#### [EXERCISE MATERIALS]
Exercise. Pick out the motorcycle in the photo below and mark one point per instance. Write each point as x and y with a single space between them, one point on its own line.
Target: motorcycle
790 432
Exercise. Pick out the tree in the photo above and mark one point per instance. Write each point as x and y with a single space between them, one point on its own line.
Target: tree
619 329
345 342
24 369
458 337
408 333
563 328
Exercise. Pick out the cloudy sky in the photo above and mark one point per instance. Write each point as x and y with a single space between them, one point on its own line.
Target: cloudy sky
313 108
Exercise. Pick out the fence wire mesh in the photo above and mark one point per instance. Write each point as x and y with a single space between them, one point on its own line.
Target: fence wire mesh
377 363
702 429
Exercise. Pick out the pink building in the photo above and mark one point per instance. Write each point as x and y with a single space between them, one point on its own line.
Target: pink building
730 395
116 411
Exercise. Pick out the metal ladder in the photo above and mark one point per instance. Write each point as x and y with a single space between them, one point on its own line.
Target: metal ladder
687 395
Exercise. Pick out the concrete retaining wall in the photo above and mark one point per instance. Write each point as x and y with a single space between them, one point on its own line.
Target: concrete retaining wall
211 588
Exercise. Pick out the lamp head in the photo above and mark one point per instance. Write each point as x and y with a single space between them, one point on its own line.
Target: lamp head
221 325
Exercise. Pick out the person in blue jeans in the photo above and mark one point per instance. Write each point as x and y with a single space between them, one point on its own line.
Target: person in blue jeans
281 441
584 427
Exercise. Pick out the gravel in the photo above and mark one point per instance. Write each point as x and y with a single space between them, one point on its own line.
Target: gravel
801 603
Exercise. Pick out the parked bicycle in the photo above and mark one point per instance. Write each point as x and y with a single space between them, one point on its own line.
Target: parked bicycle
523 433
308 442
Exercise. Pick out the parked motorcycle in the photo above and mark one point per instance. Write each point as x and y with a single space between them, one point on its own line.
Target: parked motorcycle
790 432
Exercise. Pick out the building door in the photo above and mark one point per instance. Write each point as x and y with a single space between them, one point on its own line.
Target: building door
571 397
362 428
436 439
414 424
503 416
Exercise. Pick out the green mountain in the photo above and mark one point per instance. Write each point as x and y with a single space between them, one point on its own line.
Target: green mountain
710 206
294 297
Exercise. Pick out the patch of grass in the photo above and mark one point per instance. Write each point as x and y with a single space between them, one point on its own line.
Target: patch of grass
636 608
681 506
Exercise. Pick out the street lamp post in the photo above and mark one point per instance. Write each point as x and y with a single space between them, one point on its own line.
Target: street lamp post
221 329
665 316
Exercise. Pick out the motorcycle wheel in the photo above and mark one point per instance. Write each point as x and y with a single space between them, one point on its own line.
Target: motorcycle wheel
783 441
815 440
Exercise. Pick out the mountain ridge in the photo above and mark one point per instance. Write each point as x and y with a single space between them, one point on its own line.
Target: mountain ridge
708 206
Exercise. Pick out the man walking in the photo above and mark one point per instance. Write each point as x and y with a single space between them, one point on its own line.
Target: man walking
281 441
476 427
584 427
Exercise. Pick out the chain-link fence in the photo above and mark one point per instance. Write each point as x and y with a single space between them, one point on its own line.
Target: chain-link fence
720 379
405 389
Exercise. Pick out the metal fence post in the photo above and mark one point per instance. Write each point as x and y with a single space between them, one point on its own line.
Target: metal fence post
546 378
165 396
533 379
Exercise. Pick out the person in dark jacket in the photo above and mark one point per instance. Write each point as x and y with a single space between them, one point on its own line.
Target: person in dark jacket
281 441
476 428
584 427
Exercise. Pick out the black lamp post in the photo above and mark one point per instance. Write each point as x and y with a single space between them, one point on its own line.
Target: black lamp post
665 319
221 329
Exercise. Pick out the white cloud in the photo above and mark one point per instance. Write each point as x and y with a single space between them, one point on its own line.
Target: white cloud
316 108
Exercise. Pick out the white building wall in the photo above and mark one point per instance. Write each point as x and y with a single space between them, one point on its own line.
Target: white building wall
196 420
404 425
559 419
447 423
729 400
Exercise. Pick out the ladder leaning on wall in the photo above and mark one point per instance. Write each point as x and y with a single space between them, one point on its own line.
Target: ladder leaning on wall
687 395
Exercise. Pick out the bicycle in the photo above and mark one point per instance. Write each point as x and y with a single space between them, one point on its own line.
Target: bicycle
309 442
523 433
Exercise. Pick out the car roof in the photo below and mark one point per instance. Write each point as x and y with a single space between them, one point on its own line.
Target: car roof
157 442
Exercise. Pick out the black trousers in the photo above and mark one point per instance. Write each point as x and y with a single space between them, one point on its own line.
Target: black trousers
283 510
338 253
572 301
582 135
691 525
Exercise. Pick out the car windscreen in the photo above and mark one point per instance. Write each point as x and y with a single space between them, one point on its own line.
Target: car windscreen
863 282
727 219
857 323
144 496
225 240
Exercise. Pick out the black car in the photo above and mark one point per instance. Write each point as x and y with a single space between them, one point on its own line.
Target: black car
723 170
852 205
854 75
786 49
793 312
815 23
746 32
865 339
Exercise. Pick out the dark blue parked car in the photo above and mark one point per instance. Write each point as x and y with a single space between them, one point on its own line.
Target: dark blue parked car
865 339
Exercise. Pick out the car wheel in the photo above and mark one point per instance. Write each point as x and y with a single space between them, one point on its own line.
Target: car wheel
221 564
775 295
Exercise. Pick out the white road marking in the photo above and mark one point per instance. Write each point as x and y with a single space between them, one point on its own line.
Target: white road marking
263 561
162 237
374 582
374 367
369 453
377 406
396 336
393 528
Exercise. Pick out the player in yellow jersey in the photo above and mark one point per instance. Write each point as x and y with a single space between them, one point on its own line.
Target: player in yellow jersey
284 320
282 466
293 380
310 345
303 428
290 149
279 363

#### [TASK DIRECTIONS]
Repeat the data in full, matching each line exactly.

#### [RESULT OF THIS TASK]
Exercise. Pick out the motorcycle in the photo below and mark one point per instance. Write each point as x and y with a single space between them, one point on its own line.
Target: motorcycle
790 432
Exercise. Pick out the tree in the photo above and mark one point per instance. Write each point as x and y with a single space between them, one point on its own line.
Target: tree
619 329
345 342
24 369
458 337
408 333
563 328
Exercise. Pick out the cloudy sky in the photo above and mark one point per instance. Write each point as x and y with a single space between them, one point on its own line.
Target: cloudy sky
313 108
Exercise. Pick out the fence wire mesh in the photo above and mark one point per instance. Write each point as x and y with a single space between them, one point on its own line.
Target: fence wire mesh
377 363
702 429
Exercise. Pick out the pink building in the photo above and mark one point per instance. Write each point as x and y with a single space between them, one point on its own line.
Target: pink building
730 395
116 411
Exercise. Pick out the metal ladder in the photo above and mark one point per instance. Write each point as x and y with a single space between them, one point on its own line.
Target: metal ladder
687 395
Exercise. Pick out the concrete retaining wall in the photo above and mark one point per instance. Write each point as x and y with a single space between them, one point on its own line.
Target: concrete retaining wall
211 588
Exercise. Pick out the lamp head in the photo above and mark one point per instance. Write each point as x and y with a single space between them, one point on its own line.
Target: lamp head
221 325
Exercise. Pick out the person in blue jeans in the photo above and mark one point per instance. Write each point as x and y with a single space between them, one point on its own line.
Target: person in blue jeans
281 441
584 427
Exercise. Pick out the gravel in the photo above and mark one point per instance. Write each point as x and y with a single space between them, one point on its own line.
Target: gravel
801 603
Exercise. Pick out the parked bicycle in the photo above and mark one point per instance. Write each point as x and y with a single space between them, one point on its own line.
Target: parked bicycle
523 433
308 442
Exercise. Pick out the parked motorcycle in the photo above and mark one point per instance. Write each point as x and y with a single space between them, one point on its own line.
Target: parked motorcycle
790 432
Exercise. Pick out the building door in the photo above and mark one point per instance. Write each point as x and y with a single space between them, one point on its own line.
Target: building door
571 397
362 428
436 439
414 424
503 416
Exercise. Pick out the green mountain in the photo above and mark one point per instance. Write each point as x and y with a single space between them, one point on its own line.
Target: green mountain
710 206
294 297
Exercise. Pick out the patch of grass in the photo above and mark one point per instance. Write each point as x and y with a single space between them, one point on its own line.
Target: patch of grass
636 608
681 506
Exercise. Pick out the street lamp post in the photo above and mark one point per instance. Write each point as x and y with a single space between them, one point on its own line.
Target: street lamp post
221 329
665 316
Exercise. Pick out the motorcycle wheel in the photo above and mark one point per instance. Write each point as x and y with a single space between them, one point on its own line.
Target: motorcycle wheel
783 441
815 440
Exercise. Pick out the mountain ridge in the photo above and mark one point per instance. Write each point as x and y with a single space between them, one point on its own line.
Target: mountain ridge
708 206
Exercise. Pick out the man walking in the photo above and mark one point per instance. Write each point as x and y with a single space between them, one point on its own line.
Target: man walking
281 441
476 427
584 427
Exercise. Pick out the chain-link fence in the photo above and mark one point per instance. Write each point as x and y with a single space between them, one point on its own line.
Target: chain-link fence
720 379
405 389
Exercise. Pick out the metal fence post in the photo above and mark one point per instance. Write each point as x and y with a single space between them, one point on its own line.
Target: metal fence post
546 378
165 396
533 379
Exercise. Pick out the person in dark jacket in the photo above and mark one point per instance. Write each point as x and y with a single space between them, one point on its own line.
Target: person in dark jacket
281 441
476 428
584 427
Exercise. Pick out the black lamp post in the photo above and mark one point per instance. Write each point as x and y with a single space between them, one point on its own line.
Target: black lamp post
665 319
221 329
Exercise. Pick out the white cloud in the photo above and mark one point per instance. Write each point as x and y with a single space between them, one point on its own line.
Target: white cloud
316 108
Exercise. Pick out the white building wall in the photo above and mark one point per instance. Write each point as x and y with a single space between them, one point on its own line.
Target: white building wall
196 420
404 425
559 419
447 423
729 400
Exercise. Pick out the ladder leaning on wall in the photo above and mark one point per instance. Write each point as x and y with a single space between them, one point on its own line.
Target: ladder leaning on wall
687 395
Exercise. Pick out the bicycle in the photo above and mark one point per instance. Write each point as x and y with a single space between them, one point on its own line.
Target: bicycle
309 442
523 433
Exercise. Pick out the car roof in the photo below and mark one point per instance. Write each point as x and y with a single space between them, one point on its own line.
Target: car roof
157 442
Exercise. Pick out the black trousers in the photo above and mark one point per instance. Write each point as x and y with a single space between them, one point on its own line.
Target: black trousers
283 510
338 253
572 301
582 135
691 525
Exercise. Pick out the car windscreen in the photo above and mark one point per instance. Write each point as x and y with a single space between them, one point on its own line.
Target: car windscreen
863 282
727 219
857 323
144 496
225 240
Exercise. Pick out the black car in the photo above and mark one point per instance. Write each point as x and y with a single space between them, one point on its own line.
Target: black car
723 170
852 205
854 75
786 49
793 312
815 23
746 32
865 339
Exercise. Pick out the dark blue parked car in the photo above and mark one point per instance. Write each point as x and y with a single space between them, one point on its own line.
Target: dark blue parked car
865 339
Exercise. Pick out the car wheel in the photo above and mark one point per instance. Write each point as x and y with a single space between them, one point on its own line.
Target: car wheel
221 564
775 295
Exercise. Pick out the white road marking in the photo above and mark one point per instance. Write each point as x and y with a single space between them, one point on its own line.
Target: white road marking
263 561
162 237
374 582
374 367
369 453
377 406
396 336
393 528
Exercise. Pick out the player in yellow jersey in the photo above and mark one point per instance. Write each point as x and y with a single space between them, one point on its own line.
Target: player in yellow jersey
284 320
282 466
293 380
310 345
303 428
290 149
279 363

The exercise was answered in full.